Page extract
When we got under the hood, it was clear why: six disconnected data systems, nightly batch jobs, and no consistent governance model. One team had built their own data ingestion process with scripts that hadn't been touched in a year. Another was managing access through spreadsheets. The result? The models were smart. The environment wasn’t.
This is where most AI initiatives get stuck. Not because of ambition, but because the data platform was built for reporting, not reasoning.
To be clear: “modern” doesn’t automatically mean AI-ready.
Plenty of teams are already operating in and of the cloud, using contemporary tools, and running scheduled jobs through BigQuery). (In fact, we will use Google BigQuery as an example today.)But AI-readiness demands more than infrastructure — it requires intentional design.
At Cloudnyx, we use one core question to guide architecture discussions: Are your systems designed to feed intelligence, or just store data?
The difference comes down to a few key principles ofAI-ready data referencable architectures:
Eliminate silos with centralized governance through Dataplex, ensuring policy enforcement and access control are consistent across teams and tools.
Stream in fresh data using event-driven pipelines built on Pub/Sub and Dataflow, enabling near-real-time ingestion and transformation.
Maintain trust and compliance with auditable lineage and column-level access control via BigQuery policy tags.
These aren’t just technical upgrades. They’re what allow real-time intelligence to operate with context and control — especially at enterprise scale.
This becomes especially clear when you look at how most systems move data.

What you should do
In the passage on AI-ready data architecture, which two services are named for building event-driven pipelines?

Dataset extract
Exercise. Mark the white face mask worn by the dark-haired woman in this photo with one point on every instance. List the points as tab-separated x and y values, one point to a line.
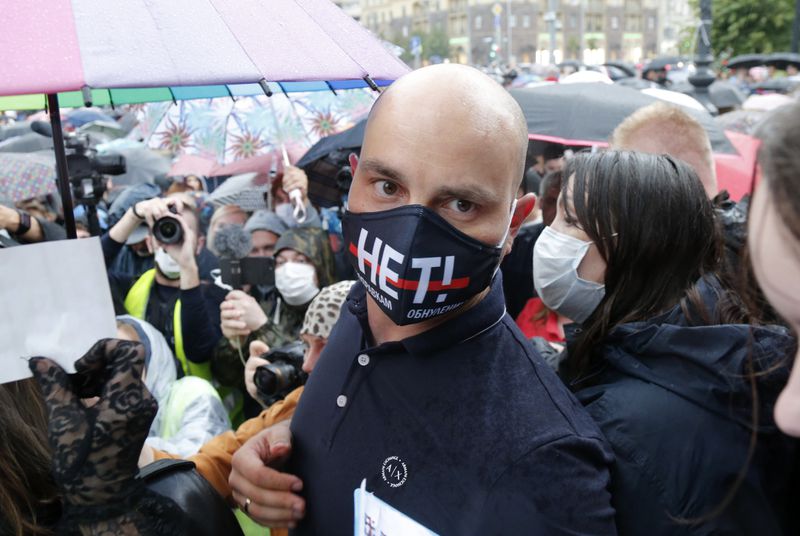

Expected answer
Pub/Sub and Dataflow.